- The problem: Please copy the lines below exactly, beginning with the line that contains "Where in this drawing can the wood grain" and going on through the line that contains "492,1080 -> 675,1157", with both of those lines included.

[Recorded data]
────────────────────

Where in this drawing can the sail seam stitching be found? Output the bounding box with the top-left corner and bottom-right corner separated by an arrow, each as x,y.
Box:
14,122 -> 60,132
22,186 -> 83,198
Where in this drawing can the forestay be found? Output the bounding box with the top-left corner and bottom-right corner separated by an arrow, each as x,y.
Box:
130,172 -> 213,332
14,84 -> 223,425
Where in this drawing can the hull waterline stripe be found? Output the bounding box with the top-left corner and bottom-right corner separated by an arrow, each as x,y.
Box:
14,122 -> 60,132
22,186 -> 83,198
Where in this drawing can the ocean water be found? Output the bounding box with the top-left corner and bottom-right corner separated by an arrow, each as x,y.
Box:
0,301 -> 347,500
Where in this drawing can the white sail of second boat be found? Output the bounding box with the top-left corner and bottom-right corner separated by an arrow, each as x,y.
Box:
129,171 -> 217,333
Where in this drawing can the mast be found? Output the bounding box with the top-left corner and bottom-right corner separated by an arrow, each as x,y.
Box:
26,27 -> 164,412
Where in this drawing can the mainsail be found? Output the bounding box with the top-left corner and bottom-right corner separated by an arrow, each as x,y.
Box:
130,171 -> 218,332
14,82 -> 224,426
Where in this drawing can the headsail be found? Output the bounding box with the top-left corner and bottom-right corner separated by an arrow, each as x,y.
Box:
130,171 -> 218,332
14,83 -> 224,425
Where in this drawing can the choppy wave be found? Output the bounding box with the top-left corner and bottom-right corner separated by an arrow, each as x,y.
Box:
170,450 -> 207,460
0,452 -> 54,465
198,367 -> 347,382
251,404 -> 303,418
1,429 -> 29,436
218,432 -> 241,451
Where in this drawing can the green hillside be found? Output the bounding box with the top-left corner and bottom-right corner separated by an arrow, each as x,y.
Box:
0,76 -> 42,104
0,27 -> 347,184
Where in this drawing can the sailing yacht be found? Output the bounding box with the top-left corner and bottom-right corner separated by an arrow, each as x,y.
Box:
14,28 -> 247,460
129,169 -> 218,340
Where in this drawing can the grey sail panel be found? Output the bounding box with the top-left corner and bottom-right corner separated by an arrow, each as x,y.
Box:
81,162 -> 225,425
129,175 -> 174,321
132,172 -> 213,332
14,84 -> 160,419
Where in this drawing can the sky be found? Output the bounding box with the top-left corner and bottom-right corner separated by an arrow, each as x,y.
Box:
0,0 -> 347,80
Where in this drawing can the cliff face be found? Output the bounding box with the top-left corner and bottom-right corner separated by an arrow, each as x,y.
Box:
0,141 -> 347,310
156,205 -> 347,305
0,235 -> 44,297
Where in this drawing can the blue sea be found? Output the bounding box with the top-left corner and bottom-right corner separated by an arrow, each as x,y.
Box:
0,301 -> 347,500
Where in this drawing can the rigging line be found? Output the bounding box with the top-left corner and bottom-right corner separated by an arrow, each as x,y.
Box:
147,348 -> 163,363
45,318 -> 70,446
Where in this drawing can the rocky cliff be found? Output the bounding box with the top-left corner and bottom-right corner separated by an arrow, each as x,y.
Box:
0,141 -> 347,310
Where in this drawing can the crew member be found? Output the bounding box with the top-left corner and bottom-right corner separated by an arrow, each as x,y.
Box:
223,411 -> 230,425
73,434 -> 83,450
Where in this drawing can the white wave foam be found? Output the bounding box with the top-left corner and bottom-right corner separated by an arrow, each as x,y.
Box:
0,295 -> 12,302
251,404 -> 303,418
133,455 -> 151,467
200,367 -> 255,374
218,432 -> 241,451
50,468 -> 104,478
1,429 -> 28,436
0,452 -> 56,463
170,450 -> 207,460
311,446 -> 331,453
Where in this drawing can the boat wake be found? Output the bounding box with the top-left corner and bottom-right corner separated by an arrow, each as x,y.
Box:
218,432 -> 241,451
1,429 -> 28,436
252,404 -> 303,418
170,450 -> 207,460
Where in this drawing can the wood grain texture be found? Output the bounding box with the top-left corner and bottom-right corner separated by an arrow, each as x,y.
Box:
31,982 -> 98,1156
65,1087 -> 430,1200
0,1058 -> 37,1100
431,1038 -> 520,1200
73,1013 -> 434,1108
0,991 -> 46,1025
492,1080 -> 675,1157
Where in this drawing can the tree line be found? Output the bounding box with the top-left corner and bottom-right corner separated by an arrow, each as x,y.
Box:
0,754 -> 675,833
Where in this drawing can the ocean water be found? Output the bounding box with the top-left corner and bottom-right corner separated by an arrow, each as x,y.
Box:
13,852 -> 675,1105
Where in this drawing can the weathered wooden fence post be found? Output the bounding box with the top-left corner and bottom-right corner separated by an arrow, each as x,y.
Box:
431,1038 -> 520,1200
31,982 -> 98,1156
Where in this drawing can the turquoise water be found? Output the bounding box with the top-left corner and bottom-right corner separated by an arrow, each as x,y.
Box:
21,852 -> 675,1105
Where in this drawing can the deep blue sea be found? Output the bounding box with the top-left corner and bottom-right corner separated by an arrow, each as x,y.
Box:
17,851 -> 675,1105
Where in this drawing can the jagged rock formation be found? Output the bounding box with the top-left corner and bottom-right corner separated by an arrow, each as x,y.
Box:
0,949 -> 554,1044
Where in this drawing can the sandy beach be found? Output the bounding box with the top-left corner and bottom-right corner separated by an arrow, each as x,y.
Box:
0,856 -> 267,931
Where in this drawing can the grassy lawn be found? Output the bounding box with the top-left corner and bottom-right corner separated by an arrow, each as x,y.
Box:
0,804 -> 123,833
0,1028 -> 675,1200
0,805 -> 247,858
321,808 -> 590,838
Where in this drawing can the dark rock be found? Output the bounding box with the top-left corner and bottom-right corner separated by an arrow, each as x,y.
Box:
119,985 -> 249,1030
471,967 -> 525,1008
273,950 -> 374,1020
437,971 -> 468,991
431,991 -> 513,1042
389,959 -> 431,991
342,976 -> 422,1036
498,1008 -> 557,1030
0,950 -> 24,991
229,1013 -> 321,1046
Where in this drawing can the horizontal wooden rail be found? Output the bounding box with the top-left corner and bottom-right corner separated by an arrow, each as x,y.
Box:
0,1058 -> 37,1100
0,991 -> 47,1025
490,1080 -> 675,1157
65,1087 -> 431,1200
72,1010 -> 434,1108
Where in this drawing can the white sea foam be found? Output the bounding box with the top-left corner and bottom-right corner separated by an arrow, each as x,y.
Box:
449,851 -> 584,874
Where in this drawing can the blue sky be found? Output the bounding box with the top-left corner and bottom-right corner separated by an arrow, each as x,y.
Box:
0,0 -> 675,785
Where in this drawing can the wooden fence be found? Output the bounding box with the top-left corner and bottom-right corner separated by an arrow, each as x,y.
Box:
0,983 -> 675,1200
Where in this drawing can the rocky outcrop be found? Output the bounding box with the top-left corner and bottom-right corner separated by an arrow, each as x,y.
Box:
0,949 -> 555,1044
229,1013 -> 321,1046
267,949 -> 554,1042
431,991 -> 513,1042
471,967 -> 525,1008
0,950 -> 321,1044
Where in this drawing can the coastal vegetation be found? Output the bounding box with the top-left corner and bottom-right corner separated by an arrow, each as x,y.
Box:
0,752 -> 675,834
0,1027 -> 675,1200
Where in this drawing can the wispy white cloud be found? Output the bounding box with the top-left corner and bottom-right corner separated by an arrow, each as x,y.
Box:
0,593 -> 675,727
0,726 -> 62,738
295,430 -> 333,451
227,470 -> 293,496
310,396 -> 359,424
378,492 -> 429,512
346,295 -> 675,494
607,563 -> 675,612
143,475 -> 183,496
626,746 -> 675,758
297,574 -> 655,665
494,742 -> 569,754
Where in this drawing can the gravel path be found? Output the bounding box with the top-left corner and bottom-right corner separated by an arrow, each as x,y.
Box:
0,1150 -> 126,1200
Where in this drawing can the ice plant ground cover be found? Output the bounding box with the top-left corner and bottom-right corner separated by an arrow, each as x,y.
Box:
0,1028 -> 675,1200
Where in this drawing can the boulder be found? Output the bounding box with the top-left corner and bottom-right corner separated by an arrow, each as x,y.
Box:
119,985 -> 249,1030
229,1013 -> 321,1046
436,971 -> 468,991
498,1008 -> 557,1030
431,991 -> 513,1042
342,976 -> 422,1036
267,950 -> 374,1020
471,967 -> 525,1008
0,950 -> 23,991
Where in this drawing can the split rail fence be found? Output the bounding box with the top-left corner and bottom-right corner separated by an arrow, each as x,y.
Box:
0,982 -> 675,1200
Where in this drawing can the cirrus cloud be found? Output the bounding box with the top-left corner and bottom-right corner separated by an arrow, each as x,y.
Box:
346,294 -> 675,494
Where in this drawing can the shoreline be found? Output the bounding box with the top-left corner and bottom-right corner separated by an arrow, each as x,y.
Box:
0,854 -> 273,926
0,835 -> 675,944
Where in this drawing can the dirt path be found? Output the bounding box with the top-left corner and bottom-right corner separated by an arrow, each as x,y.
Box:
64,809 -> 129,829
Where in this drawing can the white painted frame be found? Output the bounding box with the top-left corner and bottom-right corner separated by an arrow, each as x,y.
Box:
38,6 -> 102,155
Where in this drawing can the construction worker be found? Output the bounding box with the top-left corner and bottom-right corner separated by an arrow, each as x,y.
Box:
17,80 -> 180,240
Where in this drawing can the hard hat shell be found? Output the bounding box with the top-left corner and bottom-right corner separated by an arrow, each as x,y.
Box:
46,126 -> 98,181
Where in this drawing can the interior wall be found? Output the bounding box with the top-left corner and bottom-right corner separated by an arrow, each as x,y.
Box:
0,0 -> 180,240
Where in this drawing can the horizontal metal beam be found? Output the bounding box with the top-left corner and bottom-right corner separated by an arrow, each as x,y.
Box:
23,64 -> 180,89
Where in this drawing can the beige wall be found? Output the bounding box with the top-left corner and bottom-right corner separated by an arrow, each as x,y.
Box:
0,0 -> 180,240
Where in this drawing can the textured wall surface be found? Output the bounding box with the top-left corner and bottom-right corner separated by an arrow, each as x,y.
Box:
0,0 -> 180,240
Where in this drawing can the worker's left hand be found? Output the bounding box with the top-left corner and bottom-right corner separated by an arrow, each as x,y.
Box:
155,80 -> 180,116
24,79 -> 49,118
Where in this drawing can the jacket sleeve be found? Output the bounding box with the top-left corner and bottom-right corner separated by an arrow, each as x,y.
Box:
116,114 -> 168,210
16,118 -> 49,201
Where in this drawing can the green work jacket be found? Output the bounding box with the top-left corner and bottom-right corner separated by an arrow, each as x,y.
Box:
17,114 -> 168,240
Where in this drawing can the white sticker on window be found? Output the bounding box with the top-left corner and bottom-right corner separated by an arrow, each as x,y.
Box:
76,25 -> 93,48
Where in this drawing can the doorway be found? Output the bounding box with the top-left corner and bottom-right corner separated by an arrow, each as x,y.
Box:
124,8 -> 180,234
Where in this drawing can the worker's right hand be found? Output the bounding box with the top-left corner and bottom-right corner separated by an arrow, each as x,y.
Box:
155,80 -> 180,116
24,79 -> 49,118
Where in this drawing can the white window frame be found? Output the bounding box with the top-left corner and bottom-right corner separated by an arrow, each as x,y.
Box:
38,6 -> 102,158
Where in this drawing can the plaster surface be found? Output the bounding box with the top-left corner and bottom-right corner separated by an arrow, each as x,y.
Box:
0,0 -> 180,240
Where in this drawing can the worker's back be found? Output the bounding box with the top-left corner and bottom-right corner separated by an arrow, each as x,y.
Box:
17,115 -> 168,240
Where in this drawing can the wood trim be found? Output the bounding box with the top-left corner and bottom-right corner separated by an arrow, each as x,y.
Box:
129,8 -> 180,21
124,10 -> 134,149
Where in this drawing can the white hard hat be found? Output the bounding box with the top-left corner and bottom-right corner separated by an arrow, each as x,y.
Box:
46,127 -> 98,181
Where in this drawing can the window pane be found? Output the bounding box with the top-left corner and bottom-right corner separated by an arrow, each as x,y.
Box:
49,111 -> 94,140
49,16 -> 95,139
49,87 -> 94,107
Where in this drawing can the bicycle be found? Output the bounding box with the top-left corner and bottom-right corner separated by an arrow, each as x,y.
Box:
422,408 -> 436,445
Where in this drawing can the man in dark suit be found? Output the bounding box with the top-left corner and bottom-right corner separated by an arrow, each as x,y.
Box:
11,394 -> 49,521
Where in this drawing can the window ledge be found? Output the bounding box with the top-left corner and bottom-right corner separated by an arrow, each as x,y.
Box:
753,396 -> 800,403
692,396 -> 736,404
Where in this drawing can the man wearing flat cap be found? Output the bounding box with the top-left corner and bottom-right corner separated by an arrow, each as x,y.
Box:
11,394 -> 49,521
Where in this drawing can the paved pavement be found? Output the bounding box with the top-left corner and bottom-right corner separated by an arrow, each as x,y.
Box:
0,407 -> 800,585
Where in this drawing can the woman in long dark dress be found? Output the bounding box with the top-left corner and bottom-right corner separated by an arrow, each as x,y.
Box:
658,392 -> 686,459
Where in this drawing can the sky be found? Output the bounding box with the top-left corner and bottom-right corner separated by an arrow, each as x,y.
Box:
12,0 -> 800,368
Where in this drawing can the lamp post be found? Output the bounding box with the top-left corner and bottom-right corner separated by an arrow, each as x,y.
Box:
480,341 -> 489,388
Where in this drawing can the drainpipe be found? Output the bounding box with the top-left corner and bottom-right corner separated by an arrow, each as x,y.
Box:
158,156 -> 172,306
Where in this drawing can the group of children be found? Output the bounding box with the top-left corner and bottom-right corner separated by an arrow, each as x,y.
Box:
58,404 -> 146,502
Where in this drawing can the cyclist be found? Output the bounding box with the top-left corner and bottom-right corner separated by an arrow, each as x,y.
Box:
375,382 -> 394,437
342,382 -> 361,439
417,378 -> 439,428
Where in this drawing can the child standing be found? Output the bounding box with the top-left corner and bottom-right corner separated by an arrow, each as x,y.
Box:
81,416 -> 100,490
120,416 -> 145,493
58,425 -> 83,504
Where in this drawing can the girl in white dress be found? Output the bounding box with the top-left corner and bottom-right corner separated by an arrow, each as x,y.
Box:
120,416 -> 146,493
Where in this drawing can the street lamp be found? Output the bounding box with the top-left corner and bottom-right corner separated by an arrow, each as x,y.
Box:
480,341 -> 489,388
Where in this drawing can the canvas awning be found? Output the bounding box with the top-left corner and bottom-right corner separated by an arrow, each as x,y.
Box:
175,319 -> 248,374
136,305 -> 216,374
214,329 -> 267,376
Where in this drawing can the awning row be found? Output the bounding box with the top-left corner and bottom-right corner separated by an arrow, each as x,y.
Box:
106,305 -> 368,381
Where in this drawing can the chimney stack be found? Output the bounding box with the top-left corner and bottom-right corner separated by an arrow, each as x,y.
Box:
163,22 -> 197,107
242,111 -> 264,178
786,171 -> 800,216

────────────────────

- Correct response:
Where in this drawing can the wood grain texture be found? Output the bounding box with the top-left corner and bottom-right corner separated by an arrow, each as x,y.
Box:
31,982 -> 98,1156
65,1087 -> 430,1200
0,1058 -> 37,1100
431,1038 -> 520,1200
73,1013 -> 434,1108
0,991 -> 46,1025
492,1080 -> 675,1157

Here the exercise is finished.